▸ Short exercise 1
Answer these questions using the passage on missed billable hours:
(a) What feelings do the listed thoughts create?
(b) According to the passage, what does telling yourself that missing your billables is the end of the world actually do?
(c) What can the firm do to your time when you take too long on a project?

▸ Provided text
I’m not a good lawyer.

Everyone else is making their billables, they must be better lawyers than me.

Everyone else is making their billables, the partners must like them more than me.

I’ll never make partner.

I won’t be able to get another job if I can’t make my hours.

Now I won’t get my bonus. What’s the point of even trying.

Any of those thoughts are going to create a feeling of anxiety and fear in you. And you’re probably having more than one of them!

The truth is, if you didn’t meet your billables, you didn’t meet your billables. It’s not the end of the world. And telling yourself that it is, and freaking yourself out, actually makes you LESS able to figure out strategies to solve the problem.

  • Maybe you need to figure out a way to get more efficient so you can use your time better and bill more of it, or have less of it discounted by the firm when you’re taking too long on a project.
  • Maybe you need to work on your confidence about asking for work or figure out how to get assignments from other partners or other practice groups.
  • Maybe you need to figure out a project that would benefit the firm that would count towards your time.

(Pointing dataset rows)

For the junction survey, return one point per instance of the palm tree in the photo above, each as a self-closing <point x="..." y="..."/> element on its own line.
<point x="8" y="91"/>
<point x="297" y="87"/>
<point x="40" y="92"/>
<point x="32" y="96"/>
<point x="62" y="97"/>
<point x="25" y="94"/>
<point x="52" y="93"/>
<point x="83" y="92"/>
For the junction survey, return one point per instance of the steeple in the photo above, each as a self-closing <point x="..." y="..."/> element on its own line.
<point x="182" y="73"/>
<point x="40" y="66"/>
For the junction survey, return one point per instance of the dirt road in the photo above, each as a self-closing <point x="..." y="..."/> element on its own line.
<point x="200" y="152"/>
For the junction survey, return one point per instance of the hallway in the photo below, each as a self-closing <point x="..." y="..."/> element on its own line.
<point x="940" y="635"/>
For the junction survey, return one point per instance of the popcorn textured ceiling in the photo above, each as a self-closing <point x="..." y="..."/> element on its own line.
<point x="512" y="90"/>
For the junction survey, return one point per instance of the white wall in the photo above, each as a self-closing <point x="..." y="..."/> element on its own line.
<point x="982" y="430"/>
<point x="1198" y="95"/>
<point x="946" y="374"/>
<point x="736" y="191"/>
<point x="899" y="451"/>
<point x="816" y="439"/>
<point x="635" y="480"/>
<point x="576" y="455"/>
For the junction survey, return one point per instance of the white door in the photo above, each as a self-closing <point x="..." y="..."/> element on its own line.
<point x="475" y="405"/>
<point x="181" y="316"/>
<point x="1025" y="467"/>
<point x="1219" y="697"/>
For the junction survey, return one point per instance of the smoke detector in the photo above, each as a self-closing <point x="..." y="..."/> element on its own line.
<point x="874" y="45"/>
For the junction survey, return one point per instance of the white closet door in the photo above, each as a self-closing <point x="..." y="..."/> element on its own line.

▸ Short exercise 2
Copy the rows verbatim from the line with "the white wall" through the end of the rows.

▸ Problem solution 1
(a) Anxiety and fear.
(b) It makes you less able to figure out strategies to solve the problem.
(c) The firm can discount it.

▸ Problem solution 2
For the junction survey, return one point per instance of the white wall in the photo above, each as a self-closing <point x="..." y="..."/> element on its own line.
<point x="982" y="430"/>
<point x="1198" y="95"/>
<point x="946" y="374"/>
<point x="736" y="191"/>
<point x="899" y="451"/>
<point x="816" y="439"/>
<point x="635" y="480"/>
<point x="576" y="455"/>
For the junction survey, return one point per instance of the white door in the photo above, each as a self-closing <point x="..." y="..."/> element on its own line.
<point x="475" y="405"/>
<point x="181" y="316"/>
<point x="1025" y="467"/>
<point x="1219" y="697"/>
For the junction survey, return one point per instance of the smoke detector in the photo above, each as a self-closing <point x="..." y="..."/> element on its own line.
<point x="874" y="45"/>
For the junction survey, return one point per instance of the white closet door in the photo above, each as a self-closing <point x="..." y="..."/> element on its own line.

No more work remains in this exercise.